What you are asked to do =>
Exactly reproduce the lines from the line containing "Note: point to the railway" to the end of the data below, inclusive, and nothing else.

Records to use =>
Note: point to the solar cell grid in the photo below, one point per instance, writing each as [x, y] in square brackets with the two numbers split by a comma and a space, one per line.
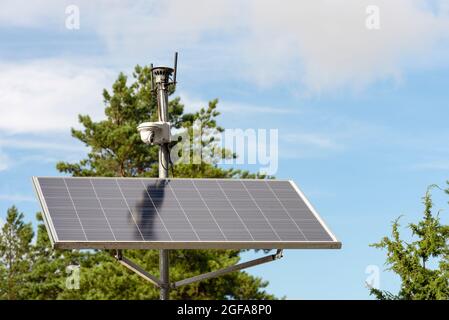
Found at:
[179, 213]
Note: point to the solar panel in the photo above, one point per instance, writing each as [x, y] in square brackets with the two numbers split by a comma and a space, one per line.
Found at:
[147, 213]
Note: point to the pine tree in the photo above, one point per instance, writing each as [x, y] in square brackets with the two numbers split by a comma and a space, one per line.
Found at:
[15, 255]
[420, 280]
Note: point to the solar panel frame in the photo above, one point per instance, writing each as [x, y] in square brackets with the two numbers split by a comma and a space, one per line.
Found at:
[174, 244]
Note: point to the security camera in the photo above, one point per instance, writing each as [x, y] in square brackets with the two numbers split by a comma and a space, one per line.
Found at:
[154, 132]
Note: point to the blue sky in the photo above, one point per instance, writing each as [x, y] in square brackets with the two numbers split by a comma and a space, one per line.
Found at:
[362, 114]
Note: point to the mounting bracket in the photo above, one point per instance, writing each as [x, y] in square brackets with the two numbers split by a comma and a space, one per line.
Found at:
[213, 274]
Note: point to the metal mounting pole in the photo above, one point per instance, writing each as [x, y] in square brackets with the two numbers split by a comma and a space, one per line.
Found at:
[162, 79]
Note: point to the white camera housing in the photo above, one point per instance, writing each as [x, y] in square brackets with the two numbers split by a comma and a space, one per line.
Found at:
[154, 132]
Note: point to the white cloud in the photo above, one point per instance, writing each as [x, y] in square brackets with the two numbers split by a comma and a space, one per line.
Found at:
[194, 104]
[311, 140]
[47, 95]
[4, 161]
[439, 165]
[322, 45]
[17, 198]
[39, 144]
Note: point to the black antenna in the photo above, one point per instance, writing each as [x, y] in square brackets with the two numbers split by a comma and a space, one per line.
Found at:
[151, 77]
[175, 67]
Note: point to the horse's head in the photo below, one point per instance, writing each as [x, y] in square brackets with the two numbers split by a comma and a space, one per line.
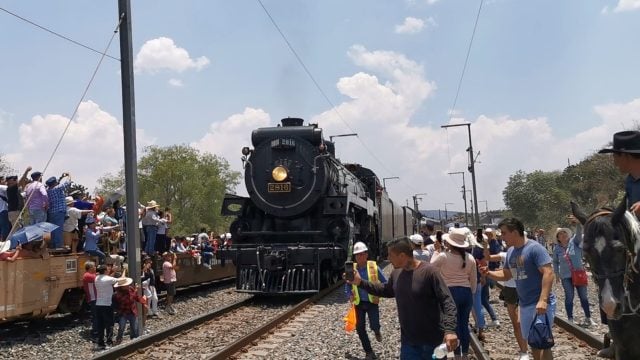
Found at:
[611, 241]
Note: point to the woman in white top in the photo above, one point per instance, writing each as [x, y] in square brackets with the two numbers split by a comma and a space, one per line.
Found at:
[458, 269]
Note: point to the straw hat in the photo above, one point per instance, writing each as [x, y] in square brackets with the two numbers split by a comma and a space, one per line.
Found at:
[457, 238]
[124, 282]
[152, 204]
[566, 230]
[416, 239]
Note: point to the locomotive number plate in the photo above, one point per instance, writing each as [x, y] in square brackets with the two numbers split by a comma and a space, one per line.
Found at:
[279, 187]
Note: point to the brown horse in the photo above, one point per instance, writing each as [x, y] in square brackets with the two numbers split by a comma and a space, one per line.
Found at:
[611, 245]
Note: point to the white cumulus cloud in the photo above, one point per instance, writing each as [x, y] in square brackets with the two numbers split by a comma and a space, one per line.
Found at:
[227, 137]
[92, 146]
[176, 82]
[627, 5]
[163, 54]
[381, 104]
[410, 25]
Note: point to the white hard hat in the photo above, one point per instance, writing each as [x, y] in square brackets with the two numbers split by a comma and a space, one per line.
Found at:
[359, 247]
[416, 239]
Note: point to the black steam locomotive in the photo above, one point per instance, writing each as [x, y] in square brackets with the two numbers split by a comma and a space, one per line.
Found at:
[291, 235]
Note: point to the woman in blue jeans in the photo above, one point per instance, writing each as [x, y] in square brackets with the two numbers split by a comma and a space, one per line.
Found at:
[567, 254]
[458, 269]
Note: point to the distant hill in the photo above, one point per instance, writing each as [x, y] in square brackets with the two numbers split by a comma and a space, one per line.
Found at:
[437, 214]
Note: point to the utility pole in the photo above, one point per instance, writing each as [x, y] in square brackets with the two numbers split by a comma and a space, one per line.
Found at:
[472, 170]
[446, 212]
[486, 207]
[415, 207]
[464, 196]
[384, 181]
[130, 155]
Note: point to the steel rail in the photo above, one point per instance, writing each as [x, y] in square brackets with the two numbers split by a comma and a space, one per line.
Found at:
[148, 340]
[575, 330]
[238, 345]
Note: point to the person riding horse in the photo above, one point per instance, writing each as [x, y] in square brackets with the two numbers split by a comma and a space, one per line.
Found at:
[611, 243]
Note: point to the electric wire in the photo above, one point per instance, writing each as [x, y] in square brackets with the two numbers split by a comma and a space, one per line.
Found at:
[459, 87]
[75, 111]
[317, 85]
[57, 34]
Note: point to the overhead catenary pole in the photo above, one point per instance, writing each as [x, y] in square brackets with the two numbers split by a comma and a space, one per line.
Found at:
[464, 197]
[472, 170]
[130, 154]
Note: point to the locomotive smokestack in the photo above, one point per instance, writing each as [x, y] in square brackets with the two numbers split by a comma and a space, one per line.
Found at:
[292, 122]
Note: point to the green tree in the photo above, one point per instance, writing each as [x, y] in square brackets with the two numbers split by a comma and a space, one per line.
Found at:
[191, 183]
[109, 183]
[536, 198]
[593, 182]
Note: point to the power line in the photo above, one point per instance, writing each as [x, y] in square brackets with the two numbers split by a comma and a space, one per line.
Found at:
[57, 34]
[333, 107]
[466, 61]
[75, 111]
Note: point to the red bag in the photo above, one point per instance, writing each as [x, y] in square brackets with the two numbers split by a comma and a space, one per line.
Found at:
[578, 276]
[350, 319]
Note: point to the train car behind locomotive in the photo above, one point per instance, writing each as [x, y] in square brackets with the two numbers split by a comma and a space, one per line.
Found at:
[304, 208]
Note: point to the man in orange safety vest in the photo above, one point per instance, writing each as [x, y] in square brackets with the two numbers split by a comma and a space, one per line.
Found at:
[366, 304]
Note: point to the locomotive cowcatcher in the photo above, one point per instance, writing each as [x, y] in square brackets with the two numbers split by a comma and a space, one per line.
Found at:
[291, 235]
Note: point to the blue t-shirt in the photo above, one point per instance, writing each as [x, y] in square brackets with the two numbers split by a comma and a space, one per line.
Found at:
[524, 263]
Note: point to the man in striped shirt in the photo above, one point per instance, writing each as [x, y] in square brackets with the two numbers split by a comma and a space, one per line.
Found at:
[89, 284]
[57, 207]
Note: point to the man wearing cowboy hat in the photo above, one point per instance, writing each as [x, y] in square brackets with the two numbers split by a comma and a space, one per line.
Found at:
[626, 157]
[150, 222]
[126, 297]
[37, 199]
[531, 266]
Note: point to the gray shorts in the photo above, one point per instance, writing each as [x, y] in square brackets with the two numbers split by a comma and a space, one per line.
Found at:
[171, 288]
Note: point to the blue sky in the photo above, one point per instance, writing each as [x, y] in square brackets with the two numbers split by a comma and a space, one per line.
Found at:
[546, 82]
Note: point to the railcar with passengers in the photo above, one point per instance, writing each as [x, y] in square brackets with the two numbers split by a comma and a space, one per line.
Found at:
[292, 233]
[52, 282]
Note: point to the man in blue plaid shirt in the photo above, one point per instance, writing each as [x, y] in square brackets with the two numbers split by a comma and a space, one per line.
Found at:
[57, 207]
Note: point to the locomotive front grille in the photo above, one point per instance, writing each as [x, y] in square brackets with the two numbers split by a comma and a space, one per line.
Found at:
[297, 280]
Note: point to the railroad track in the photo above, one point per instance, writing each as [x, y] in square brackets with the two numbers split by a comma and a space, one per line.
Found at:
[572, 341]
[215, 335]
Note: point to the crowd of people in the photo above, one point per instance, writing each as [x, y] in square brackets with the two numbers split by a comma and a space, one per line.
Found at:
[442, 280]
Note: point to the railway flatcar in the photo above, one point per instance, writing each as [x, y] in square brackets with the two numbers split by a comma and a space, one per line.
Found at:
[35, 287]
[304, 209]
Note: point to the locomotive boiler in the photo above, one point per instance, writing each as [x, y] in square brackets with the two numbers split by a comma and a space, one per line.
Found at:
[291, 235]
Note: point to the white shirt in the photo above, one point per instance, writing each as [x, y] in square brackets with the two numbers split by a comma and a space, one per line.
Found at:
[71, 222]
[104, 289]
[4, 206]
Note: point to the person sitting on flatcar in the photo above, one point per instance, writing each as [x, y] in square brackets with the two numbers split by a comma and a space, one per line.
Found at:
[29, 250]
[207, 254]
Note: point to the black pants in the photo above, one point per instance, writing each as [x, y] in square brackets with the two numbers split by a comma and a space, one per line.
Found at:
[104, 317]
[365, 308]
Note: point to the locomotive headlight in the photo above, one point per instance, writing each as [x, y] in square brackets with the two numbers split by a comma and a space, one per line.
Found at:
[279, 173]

Full output =>
Note: point to the railway flatcar in the photo above, one point per instance, writing each as [x, y] in square brackets with the two numbers split by a comma and a space, one per line.
Found at:
[35, 287]
[304, 209]
Note: point to the locomotive boiler in the photo above, one point per instance, writing each as [x, y] in square brackets with the two numbers split by a comma and a space, one per line.
Found at:
[291, 235]
Note: point to the white shirt in the photo above, one point per instance, writing each as [x, y] in square brackets with the two numbers split by a comma and a space, one per line.
Found at:
[71, 222]
[104, 289]
[4, 206]
Note: point to the person sitting on flatcar in the photo above, one point per instance, writing each as [x, y] in square brackets with the two numbers split by a comma and a space, one per line.
Found at:
[29, 250]
[207, 254]
Note: point to the black pants in the photo above, one point per instance, writing each as [x, y] in square brackets with the two numbers split by a comma and a space, one per line.
Found at:
[104, 317]
[365, 308]
Note: point to the locomotive headlight in the photo above, one point per instance, writing each as [x, y] in square brackets with the two numbers split by a comma and a space, one per line.
Found at:
[279, 173]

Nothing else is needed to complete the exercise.